Task directions -> Could you copy the listing from its start through the line containing "(1007, 714)", both ends included, and swap "Put" for "Place" while leaving everything else unchanged?

Excerpted data ->

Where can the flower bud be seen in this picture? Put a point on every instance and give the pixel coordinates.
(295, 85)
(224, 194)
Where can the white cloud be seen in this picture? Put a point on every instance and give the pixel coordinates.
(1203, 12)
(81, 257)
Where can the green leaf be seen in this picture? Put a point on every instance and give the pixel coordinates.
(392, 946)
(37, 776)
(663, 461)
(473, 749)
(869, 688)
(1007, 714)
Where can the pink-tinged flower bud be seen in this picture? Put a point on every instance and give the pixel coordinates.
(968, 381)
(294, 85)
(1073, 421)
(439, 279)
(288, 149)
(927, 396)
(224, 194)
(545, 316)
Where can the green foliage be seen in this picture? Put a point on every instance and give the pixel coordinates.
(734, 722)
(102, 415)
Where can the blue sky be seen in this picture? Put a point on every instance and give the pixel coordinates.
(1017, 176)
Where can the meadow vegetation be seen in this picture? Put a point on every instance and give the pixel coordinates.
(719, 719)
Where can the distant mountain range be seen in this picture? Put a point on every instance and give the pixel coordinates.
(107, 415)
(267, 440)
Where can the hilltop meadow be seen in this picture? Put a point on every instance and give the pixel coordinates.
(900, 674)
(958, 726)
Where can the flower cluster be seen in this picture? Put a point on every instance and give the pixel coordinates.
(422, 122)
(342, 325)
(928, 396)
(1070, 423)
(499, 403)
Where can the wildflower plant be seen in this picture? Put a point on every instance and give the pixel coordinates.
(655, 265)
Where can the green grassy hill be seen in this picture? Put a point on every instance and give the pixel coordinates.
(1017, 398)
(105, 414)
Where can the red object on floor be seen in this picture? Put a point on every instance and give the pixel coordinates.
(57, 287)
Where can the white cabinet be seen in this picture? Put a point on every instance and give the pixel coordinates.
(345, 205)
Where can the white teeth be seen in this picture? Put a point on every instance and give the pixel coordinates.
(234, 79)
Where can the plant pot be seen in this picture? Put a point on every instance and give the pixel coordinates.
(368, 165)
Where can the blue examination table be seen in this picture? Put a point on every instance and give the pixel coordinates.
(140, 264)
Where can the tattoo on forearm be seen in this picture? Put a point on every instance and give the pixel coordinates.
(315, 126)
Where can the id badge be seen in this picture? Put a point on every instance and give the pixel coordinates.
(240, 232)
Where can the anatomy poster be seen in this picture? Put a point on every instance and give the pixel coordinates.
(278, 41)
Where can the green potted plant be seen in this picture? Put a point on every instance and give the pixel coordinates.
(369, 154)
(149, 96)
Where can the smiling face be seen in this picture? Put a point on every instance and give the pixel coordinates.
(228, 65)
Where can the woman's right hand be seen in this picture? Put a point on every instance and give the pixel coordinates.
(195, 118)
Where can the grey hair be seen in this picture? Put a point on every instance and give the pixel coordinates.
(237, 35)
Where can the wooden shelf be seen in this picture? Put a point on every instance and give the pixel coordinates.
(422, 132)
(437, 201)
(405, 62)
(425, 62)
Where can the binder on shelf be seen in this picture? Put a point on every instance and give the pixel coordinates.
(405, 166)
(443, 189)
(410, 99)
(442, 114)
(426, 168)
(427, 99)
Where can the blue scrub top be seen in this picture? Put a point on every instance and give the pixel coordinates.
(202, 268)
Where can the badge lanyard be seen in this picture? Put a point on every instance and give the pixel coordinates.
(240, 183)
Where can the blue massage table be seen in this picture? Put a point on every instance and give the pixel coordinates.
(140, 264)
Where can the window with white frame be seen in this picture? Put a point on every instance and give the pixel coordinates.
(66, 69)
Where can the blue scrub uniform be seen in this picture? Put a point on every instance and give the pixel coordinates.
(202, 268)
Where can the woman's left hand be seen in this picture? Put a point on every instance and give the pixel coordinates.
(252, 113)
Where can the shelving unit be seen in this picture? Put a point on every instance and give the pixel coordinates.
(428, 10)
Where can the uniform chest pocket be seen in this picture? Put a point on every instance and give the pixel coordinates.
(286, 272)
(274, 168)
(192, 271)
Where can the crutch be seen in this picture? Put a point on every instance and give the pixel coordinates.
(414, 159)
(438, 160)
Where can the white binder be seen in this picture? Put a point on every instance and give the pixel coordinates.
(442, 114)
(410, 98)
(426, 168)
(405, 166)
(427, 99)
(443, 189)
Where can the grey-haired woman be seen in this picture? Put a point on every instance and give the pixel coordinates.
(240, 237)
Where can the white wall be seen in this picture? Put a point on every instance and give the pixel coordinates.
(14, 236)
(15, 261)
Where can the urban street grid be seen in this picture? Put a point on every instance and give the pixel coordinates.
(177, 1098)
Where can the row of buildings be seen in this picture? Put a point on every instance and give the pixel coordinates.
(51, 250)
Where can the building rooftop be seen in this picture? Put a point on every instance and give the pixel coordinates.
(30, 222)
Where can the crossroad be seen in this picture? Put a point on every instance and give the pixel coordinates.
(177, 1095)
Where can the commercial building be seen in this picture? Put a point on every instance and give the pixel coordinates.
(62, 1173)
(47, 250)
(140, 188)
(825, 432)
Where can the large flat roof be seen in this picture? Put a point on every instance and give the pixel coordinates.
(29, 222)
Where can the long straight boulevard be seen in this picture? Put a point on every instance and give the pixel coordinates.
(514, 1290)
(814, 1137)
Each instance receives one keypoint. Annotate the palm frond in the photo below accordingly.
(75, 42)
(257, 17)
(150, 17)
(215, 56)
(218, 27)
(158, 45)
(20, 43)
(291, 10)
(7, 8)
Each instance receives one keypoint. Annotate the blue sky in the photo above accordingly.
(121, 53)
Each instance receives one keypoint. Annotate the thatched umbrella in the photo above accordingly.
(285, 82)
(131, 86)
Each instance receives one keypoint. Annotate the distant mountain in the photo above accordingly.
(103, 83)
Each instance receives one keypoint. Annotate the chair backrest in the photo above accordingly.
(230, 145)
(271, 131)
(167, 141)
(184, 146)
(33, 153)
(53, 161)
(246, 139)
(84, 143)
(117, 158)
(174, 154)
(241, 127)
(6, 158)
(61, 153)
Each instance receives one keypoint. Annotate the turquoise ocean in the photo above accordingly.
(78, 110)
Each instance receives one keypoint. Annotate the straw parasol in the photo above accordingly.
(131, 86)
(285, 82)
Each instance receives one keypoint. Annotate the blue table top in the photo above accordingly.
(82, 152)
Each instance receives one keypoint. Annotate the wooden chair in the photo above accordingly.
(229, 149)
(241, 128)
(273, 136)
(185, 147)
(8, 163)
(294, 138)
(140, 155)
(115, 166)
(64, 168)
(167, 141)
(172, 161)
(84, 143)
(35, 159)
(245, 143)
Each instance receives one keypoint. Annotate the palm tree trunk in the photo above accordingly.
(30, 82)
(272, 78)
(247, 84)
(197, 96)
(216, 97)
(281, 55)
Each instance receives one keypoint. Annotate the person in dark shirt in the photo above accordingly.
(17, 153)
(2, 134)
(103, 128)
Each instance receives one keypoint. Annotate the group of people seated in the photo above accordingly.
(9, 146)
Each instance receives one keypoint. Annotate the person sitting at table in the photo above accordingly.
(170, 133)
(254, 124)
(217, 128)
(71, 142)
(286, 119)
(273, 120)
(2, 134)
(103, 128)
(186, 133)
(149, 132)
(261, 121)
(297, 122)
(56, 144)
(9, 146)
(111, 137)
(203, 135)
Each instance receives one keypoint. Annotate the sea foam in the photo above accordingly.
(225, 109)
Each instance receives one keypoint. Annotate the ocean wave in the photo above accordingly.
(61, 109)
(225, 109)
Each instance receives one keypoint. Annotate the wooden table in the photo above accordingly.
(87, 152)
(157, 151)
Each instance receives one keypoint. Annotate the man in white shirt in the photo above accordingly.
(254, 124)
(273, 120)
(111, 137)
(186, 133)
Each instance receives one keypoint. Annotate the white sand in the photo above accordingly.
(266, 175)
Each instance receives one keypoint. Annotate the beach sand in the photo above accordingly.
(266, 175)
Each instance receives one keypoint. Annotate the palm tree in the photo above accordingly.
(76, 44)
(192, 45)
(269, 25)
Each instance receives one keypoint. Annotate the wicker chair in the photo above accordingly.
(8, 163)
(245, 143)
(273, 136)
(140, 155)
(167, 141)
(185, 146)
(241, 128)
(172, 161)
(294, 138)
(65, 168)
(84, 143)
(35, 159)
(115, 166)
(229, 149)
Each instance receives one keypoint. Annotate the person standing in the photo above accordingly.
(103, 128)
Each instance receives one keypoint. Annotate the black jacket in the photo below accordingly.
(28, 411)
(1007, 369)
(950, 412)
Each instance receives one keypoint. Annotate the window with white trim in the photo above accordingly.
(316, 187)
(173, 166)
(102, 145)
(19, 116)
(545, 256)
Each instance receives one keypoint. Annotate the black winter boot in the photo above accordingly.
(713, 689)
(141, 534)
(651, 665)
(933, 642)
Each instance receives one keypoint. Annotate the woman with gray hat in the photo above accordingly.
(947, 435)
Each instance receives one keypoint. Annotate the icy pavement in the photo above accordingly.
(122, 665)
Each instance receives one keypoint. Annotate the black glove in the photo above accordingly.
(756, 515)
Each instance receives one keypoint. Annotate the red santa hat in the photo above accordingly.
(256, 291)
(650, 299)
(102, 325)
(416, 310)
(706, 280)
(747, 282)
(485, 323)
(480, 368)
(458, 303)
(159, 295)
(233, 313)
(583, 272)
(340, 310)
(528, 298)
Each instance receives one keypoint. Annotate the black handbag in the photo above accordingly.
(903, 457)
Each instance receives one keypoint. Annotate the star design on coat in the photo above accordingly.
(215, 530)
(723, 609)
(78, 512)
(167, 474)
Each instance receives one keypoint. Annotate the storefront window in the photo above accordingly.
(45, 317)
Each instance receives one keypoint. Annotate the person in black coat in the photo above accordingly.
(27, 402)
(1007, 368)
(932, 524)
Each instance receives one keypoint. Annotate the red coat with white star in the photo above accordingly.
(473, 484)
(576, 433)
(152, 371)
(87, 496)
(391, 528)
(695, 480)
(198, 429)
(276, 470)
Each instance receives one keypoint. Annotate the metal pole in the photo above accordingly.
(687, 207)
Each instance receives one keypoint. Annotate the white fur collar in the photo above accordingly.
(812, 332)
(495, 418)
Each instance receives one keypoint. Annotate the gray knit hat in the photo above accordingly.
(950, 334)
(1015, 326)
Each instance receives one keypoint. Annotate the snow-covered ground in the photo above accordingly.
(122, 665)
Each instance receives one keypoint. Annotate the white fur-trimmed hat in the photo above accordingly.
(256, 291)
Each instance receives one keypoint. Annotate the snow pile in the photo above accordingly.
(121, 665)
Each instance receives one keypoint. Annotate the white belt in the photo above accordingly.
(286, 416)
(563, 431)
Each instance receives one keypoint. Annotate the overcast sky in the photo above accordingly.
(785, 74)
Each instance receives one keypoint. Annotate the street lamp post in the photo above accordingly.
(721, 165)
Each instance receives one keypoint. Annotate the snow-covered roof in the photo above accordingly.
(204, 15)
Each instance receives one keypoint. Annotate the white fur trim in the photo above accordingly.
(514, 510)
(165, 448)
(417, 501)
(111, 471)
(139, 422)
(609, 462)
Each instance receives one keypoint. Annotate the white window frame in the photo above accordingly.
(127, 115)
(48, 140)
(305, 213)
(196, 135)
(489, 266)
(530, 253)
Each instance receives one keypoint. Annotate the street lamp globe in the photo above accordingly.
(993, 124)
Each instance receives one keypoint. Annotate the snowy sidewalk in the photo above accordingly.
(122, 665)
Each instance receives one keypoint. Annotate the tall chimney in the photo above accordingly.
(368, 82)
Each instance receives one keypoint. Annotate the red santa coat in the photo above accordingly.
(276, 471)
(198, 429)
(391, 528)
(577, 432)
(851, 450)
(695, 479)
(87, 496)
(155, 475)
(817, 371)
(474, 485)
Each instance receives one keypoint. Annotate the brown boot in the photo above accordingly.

Result below ->
Where can the flower bud be seen in this picture? Place a point on every instance and give the pixel coordinates.
(295, 85)
(224, 194)
Where can the white cloud be seen in this picture? Place a point on every instance and give the pixel coordinates.
(1203, 12)
(81, 257)
Where can the green leaf be seen in this picture? Place a point on every instance and give the pixel coordinates.
(392, 946)
(37, 776)
(663, 461)
(473, 749)
(869, 688)
(1007, 714)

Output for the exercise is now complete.